Quoted passage —

--- START ---

Bjork has average size at 5-foot-11/pushing 6-foot and 185 pounds, but is a speedy and instinctive player who thrives on the forecheck and forces opponents into making mistakes with his wheels and effective stick. He sees the ice well and reads/reacts quickly to the developing play. He’s tenacious and very good at being the disruptor who forces errant passes and finishes his checks.
He’s a curious specimen- not projected to be a high-end scorer at the pro level, but perhaps undersold in terms of his quick hands and ability to finish off plays. He scored a pair of goals (along with Donato) in USA’s bronze medal-clinching game against Sweden at the WJC and one of them was of the highlight reel variety. You be the judge…is he underrated as a scorer or what?
(video posted by Weekend at Bergy’s)
He’s done that a few times in the NCAA as well…he can be explosive and put a defense on their heels as he takes the puck right to the net, so to get his level of talent in the fifth round looks like pretty solid value for Keith Gretzky and his team of amateur scouts.
Bjork is plays a good all-around game. He’s smart and opportunistic…he takes his defensive responsibilities seriously and is a natural leader. Watch for him to emerge as one of Jeff Jackson’s go-to guys in 2016-17. Come to think of it- he’s there already.

--- END ---

Work item — Rewrite the scouting report on Bjork, starting with "Bjork is plays" and going on through "he’s there already.", with "natural leader" swapped for "born leader".

The data —
--- START ---

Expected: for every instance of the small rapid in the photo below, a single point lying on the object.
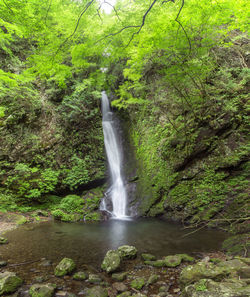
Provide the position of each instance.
(117, 190)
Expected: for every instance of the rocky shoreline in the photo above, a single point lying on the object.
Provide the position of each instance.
(124, 272)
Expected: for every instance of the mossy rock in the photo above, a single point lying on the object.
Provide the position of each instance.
(127, 252)
(172, 261)
(138, 283)
(111, 261)
(194, 273)
(39, 290)
(3, 240)
(97, 291)
(66, 266)
(121, 276)
(148, 257)
(9, 282)
(80, 275)
(157, 263)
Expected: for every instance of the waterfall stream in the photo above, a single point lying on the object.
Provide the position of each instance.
(117, 190)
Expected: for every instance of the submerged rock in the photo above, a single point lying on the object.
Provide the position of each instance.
(3, 240)
(173, 261)
(66, 266)
(119, 276)
(127, 252)
(80, 275)
(97, 291)
(111, 261)
(38, 290)
(148, 257)
(210, 288)
(9, 282)
(194, 273)
(138, 283)
(95, 279)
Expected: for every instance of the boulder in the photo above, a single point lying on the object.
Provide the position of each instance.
(127, 252)
(138, 283)
(119, 276)
(202, 270)
(9, 282)
(66, 266)
(120, 287)
(80, 275)
(210, 288)
(112, 261)
(157, 263)
(95, 279)
(3, 240)
(97, 291)
(148, 257)
(152, 279)
(39, 290)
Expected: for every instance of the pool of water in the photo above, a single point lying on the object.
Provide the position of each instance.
(87, 243)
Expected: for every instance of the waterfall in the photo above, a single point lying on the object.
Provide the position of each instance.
(117, 189)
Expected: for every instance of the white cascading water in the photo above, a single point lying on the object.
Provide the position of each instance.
(117, 190)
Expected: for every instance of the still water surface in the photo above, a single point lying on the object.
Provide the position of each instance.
(87, 243)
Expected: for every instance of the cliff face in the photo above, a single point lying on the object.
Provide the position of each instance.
(51, 136)
(193, 155)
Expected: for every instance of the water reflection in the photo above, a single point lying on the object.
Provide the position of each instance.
(88, 243)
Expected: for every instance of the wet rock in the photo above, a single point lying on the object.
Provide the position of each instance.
(194, 273)
(119, 276)
(3, 263)
(111, 261)
(157, 263)
(120, 287)
(66, 266)
(138, 283)
(97, 291)
(186, 258)
(152, 279)
(38, 290)
(3, 240)
(9, 282)
(127, 252)
(172, 261)
(148, 257)
(210, 288)
(125, 294)
(80, 275)
(95, 279)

--- END ---

Written response —
Bjork is plays a good all-around game. He’s smart and opportunistic…he takes his defensive responsibilities seriously and is a born leader. Watch for him to emerge as one of Jeff Jackson’s go-to guys in 2016-17. Come to think of it- he’s there already.